* _Source passage_:
[BEGIN]

Cylinder liner support

Abstract

An internal combustion engine, having a cylinder head mounted on a cylinder block, is provided with means for supporting a cylinder liner therein, which comprises a yieldable spacer for compensating for excess loads exerted on the liner imparted by torqueing of the head to the block, together with a semi-resilient support sleeve, which acts as a stiff spring to accommodate thermal expansion and contraction of the cylinder liner occurring during normal operating cycles of the engine. The yieldable spacer is chevron-shaped in cross section and has a resilient annular positioner member associated therewith. Radial movement-preventing means in the form of an annular flange on the cylinder liner, closely fitted within a bore in the block, is also provided. Alternatively, the radial movement-preventing means is an annular flange on the outer periphery of the cylinder liner adjacent its topmost end, having a plurality of circumferentially-spaced slots therein, and fitted within the cylinder bore.

Description

BACKGROUND OF THE INVENTION

This invention relates to a cylinder liner support means for internal combustion engines. More particularly, this invention relates to such a support means comprising a yieldable spacer in combination with a somewhat resilient support sleeve, which are disposed between the engine block and the cylinder liner.

Currently, engine blocks utilizing cylinder liners therein are usually provided with counterbores in the top deck portion of the engine block for receiving flanges of the cylinder liners for mounting and location thereof. Frequently, the uppermost face of each cylinder liner flange projects slightly above the top deck portion plane to enable a head gasket to be compressed between the cylinder head and the cylinder liner flange and thereby provide an effective seal for combustion gases generated within the cylinder. A problem arises in that, with engines having a plurality of cylinders and corresponding cylinder liners, machining tolerances of the counterbores and liner flanges results in some of the liners projecting above the top deck portion plane further than others. When this happens, the torqueing of the head to the block causes liners with a greater projection to subject their respective counterbores to greater loads than liners having a lesser projection. The relatively high bolt torque which is required to insure adequate sealing of the head gasket often results in excess stress in the counterbore, and during engine operation, load and thermal stresses cause cracking of the block counterbores, with an accompanying loss of liner protection and failure of the combustion seal.

In attempting to overcome these problems, some designs employ a yieldable spacer disposed between a shoulder of the cylinder liner and an annular column which is integrally cast as part of the cylinder block, e.g. U.S. Pat. No. 3,628,427 issued Dec. 21, 1971 to Bailey; U.S. Pat. No. 3,568,573 issued Mar. 9, 1971 to Bailey et al, both of common assignment herewith. These designs have not been entirely satisfactory, since although experimental testing has shown that such an arrangement functions satisfactorily, it has not proved to be practical for the mass production of engine blocks. One of the reasons is that the integral columns are formed by casting around cores which are part of the casting mold for the engine block. These cores have a tendency to shift slightly during processing of the mold and the subsequent pouring of the casting. This results in side walls of the column being irregular after the bore for the liner is machined within the column in the block. This, in turn, causes unequal loading on the cylinder liner and results in leakage around the seals used therewith. Another cylinder liner support arrangement is that of utilizing a support sleeve for supporting the cylinder liner within the block, e.g. U.S. Pat. No. 3,481,316 issued Dec. 2, 1969 to Olson et al, also of common assignment herewith. However, neither the support sleeve nor the yieldable spacer have been entirely satisfactory as a means for supporting a cylinder liner for the above and other reasons. This is the case, since the support means must both compensate for excess loads exerted on the liner due to torqueing of the head during assembly, as well as accommodating thermal expansion and contraction of the cylinder liner occurring during the normal operating cycles of the engine in a practical sense. In addition to the above noted problems, it is also of concern to prevent unwanted radial movement of the cylinders in the cylinder bores which may occur.

[END]

* _Tasks for this exercise_:
(1) In the cylinder liner passage, what shape is the yieldable spacer in cross section?
(2) Resume the cylinder liner passage after its last sentence, writing on in the same style.
The data has no connection to the cylinder liner passage.

* _Rows_:
[BEGIN]

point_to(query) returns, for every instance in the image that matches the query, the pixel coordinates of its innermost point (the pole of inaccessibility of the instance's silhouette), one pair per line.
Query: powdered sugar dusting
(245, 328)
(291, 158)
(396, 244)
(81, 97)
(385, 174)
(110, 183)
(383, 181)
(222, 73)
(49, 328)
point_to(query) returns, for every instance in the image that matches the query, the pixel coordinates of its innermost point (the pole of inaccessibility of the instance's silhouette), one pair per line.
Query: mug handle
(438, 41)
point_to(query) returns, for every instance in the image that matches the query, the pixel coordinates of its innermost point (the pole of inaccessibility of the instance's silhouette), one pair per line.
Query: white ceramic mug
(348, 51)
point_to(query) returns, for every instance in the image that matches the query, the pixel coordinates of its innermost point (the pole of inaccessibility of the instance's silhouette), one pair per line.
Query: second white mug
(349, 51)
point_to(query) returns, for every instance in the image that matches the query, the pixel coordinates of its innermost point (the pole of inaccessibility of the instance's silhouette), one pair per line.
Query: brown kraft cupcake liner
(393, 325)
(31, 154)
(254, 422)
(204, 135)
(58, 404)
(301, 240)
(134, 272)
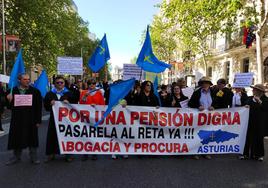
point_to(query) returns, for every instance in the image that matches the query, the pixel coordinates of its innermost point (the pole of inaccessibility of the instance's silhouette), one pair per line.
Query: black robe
(178, 101)
(223, 101)
(194, 101)
(143, 100)
(254, 146)
(52, 145)
(23, 131)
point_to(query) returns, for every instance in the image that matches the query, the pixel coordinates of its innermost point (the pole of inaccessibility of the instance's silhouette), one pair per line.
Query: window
(213, 41)
(210, 71)
(246, 64)
(227, 70)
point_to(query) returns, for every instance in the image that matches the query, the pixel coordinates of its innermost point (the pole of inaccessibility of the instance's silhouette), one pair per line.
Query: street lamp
(4, 37)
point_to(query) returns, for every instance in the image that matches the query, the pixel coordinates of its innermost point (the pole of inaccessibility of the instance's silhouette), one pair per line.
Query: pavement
(149, 171)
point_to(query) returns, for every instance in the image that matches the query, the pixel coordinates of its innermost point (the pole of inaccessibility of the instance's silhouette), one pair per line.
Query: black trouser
(254, 146)
(32, 152)
(1, 128)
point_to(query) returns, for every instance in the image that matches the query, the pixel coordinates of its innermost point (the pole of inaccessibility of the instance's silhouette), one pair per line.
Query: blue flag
(42, 83)
(147, 60)
(100, 56)
(156, 91)
(117, 92)
(218, 136)
(17, 69)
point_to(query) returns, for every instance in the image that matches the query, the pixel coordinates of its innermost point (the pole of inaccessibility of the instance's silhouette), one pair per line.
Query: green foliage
(192, 22)
(48, 29)
(163, 39)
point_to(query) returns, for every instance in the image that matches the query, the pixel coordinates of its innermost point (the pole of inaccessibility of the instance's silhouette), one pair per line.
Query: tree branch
(265, 20)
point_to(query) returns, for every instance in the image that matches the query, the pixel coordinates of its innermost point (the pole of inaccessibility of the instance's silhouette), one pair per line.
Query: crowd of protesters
(206, 96)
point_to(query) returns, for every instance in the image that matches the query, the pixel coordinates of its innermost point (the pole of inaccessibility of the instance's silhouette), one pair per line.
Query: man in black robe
(26, 116)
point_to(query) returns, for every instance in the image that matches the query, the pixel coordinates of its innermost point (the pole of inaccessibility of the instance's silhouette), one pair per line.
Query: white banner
(4, 78)
(150, 131)
(243, 80)
(132, 71)
(70, 65)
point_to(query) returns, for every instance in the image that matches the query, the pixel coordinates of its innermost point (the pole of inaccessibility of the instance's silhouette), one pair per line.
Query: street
(160, 171)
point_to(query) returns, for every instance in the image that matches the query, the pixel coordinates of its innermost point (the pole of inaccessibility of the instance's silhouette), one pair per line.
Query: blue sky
(123, 21)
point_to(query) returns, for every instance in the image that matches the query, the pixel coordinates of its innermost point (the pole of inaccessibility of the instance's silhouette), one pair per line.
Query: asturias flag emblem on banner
(18, 68)
(100, 56)
(147, 60)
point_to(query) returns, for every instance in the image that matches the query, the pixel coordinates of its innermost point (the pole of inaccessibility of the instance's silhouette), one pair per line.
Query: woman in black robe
(25, 120)
(58, 93)
(176, 97)
(254, 147)
(146, 96)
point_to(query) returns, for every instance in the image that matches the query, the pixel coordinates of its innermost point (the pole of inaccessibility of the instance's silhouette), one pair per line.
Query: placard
(242, 80)
(70, 65)
(23, 100)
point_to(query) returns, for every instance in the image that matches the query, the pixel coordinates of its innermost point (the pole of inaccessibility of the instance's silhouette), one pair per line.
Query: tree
(262, 20)
(48, 29)
(197, 20)
(163, 39)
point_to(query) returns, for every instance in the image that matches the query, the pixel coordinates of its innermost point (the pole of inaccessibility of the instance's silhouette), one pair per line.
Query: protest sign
(242, 80)
(23, 100)
(188, 91)
(149, 131)
(70, 65)
(4, 78)
(132, 71)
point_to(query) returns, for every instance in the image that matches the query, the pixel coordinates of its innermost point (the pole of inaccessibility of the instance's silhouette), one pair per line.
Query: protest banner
(242, 80)
(70, 65)
(132, 71)
(4, 78)
(23, 100)
(149, 131)
(188, 91)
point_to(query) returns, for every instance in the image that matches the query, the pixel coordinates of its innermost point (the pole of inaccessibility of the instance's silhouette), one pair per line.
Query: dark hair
(21, 75)
(57, 78)
(178, 85)
(222, 81)
(143, 85)
(163, 87)
(92, 80)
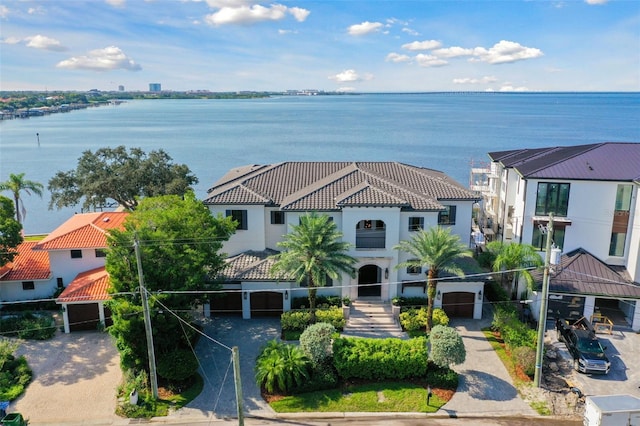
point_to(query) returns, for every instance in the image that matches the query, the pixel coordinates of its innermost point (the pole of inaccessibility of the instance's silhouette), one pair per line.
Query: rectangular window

[END]

* _Answers to the exercise_:
(1) It is chevron-shaped.

(2)
SUMMARY AND OBJECTS OF THE INVENTION

The invention provides in an internal combustion engine having a cylinder head mounted on a cylinder block, a means for supporting a cylinder liner. The cylinder liner support means comprise a support sleeve circumscribing a reduced diameter portion of the cylinder liner and a yieldable spacer also circumscribing the reduced diameter portion. The support sleeve and yieldable spacer accommodate excess loads on and thermal cycling of the cylinder liner. Means for preventing radial movement of the cylinder liner in the form of a radial flange are also provided.

Accordingly, it is a primary object of this invention to provide a cylinder liner support which accommodates both excess loads exerted on the liner due to assembly of the head to the block, as well as those caused by thermal expansion and contraction of the cylinder liner during normal operating cycles of the engine.

It is a further object to provide such a device in which the yieldable spacer compensates for excess load exerted on the liner during assembly, while a semi-resilient support sleeve contracting therewith accommodates thermal expansion and contraction of the cylinder liner during normal operating cycles of the engine.

It is a further object to provide a means for preventing radial movement of the cylinder liner with respect to the block.

Other objects of the invention will become obvious in reading the following detailed description of the invention.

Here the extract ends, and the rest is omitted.